■ **What the task requires**:
Revise the lines below by replacing every occurrence of "one pin per instance" with "one marker per instance", leaving everything else unchanged.

Records from a data source:
================

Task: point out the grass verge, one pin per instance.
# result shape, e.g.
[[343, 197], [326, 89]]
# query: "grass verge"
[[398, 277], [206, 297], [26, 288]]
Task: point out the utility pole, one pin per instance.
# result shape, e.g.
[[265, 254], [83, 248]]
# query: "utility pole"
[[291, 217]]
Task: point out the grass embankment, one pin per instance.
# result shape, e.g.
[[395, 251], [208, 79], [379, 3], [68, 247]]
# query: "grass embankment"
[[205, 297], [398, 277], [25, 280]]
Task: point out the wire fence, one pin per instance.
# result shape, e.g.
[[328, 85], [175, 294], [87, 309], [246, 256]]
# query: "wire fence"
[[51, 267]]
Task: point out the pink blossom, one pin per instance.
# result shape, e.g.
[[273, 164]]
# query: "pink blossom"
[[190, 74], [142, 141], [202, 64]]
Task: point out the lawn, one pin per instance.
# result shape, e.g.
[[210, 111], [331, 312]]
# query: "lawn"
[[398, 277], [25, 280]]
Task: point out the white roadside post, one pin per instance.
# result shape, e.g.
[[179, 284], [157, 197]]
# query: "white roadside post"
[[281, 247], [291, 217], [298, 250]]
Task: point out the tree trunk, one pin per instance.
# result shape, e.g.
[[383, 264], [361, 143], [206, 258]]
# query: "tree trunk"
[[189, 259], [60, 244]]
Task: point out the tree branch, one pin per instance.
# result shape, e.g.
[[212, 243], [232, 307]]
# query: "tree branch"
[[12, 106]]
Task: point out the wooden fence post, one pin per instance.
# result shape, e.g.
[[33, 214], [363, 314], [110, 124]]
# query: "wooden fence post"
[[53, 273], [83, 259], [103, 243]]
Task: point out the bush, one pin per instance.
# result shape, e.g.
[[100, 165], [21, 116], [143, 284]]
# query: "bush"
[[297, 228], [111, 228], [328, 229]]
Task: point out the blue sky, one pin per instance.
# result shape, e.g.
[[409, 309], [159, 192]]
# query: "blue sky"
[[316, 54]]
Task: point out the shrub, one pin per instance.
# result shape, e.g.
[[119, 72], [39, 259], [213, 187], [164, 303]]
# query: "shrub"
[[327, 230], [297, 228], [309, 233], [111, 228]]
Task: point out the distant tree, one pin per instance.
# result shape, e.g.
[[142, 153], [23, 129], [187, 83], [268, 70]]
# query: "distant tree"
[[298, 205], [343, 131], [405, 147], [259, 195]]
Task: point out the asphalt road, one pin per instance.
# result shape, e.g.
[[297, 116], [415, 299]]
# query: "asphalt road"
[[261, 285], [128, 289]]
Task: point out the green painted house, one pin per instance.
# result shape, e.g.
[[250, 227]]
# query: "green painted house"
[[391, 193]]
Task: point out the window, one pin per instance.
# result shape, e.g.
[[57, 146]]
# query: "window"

================

■ **Full solution**:
Task: point out the grass verge, one marker per instance.
# result shape, e.g.
[[343, 197], [326, 89]]
# query: "grass verge"
[[398, 277], [206, 297], [26, 288]]
Task: point out the utility pole, one marker per instance.
# result shape, e.g.
[[265, 254], [83, 248]]
# query: "utility pole"
[[291, 217]]
Task: point out the grass embankment, one marker per instance.
# result shape, e.g.
[[395, 251], [208, 79], [379, 3], [68, 247]]
# query: "grass embankment"
[[205, 297], [398, 277], [25, 280]]
Task: point out the wire fence, one marker per instance.
# result shape, e.g.
[[328, 85], [175, 294], [87, 309], [246, 256]]
# query: "wire fence"
[[51, 267]]
Task: point out the pink blossom, one marker per instance.
# result shape, e.g.
[[273, 164]]
# query: "pink blossom"
[[190, 74], [142, 141], [202, 64]]
Task: point out the lawn, one marker per instance.
# result shape, e.g.
[[210, 111], [331, 312]]
# query: "lawn"
[[398, 277], [25, 280]]
Task: point out the white roadside post, one marker per instance.
# result shape, e.g.
[[179, 284], [157, 197]]
# query: "white roadside post"
[[281, 247], [291, 217], [298, 250]]
Task: point out the tree trunk, one marker per instance.
# result shape, e.g.
[[383, 264], [361, 143], [206, 258]]
# query: "tree trunk"
[[189, 259], [60, 244]]
Task: point out the tree branch, one marker per instance.
# result shape, e.g.
[[212, 243], [232, 307]]
# query: "tree branch"
[[12, 106]]
Task: point out the wooden fence post, one marker per instance.
# result shape, e.g.
[[33, 214], [363, 314], [110, 124]]
# query: "wooden fence post"
[[53, 273], [83, 259], [103, 243]]
Task: point out the bush, one marker per instance.
# result shape, e.g.
[[100, 165], [21, 116], [143, 284]]
# query: "bush"
[[297, 228], [111, 228], [328, 229]]
Task: point out the blue sky, one marker per instance.
# result shape, e.g.
[[409, 309], [159, 192]]
# query: "blue sky"
[[316, 54]]
Task: point out the shrub, one marker per instance.
# result shape, e.g.
[[119, 72], [39, 259], [213, 187], [164, 303]]
# query: "shrub"
[[327, 230], [297, 228], [309, 233], [111, 228]]
Task: point out the distant tree, one marker per instance.
# result shape, e.g.
[[142, 153], [23, 129], [187, 83], [268, 70]]
# query: "distant tree"
[[298, 205], [343, 131], [405, 147], [259, 195]]
Task: point out the asphalt road, one marker per instance.
# result shape, e.g.
[[297, 116], [415, 299]]
# query: "asphalt road"
[[261, 285], [128, 289]]
Task: point out the green painted house, one marker per instance.
# result shape, e.g.
[[250, 227]]
# query: "green painted house"
[[391, 193]]
Task: point out the window, one marker per instance.
# result shape, e.g.
[[57, 146]]
# query: "window"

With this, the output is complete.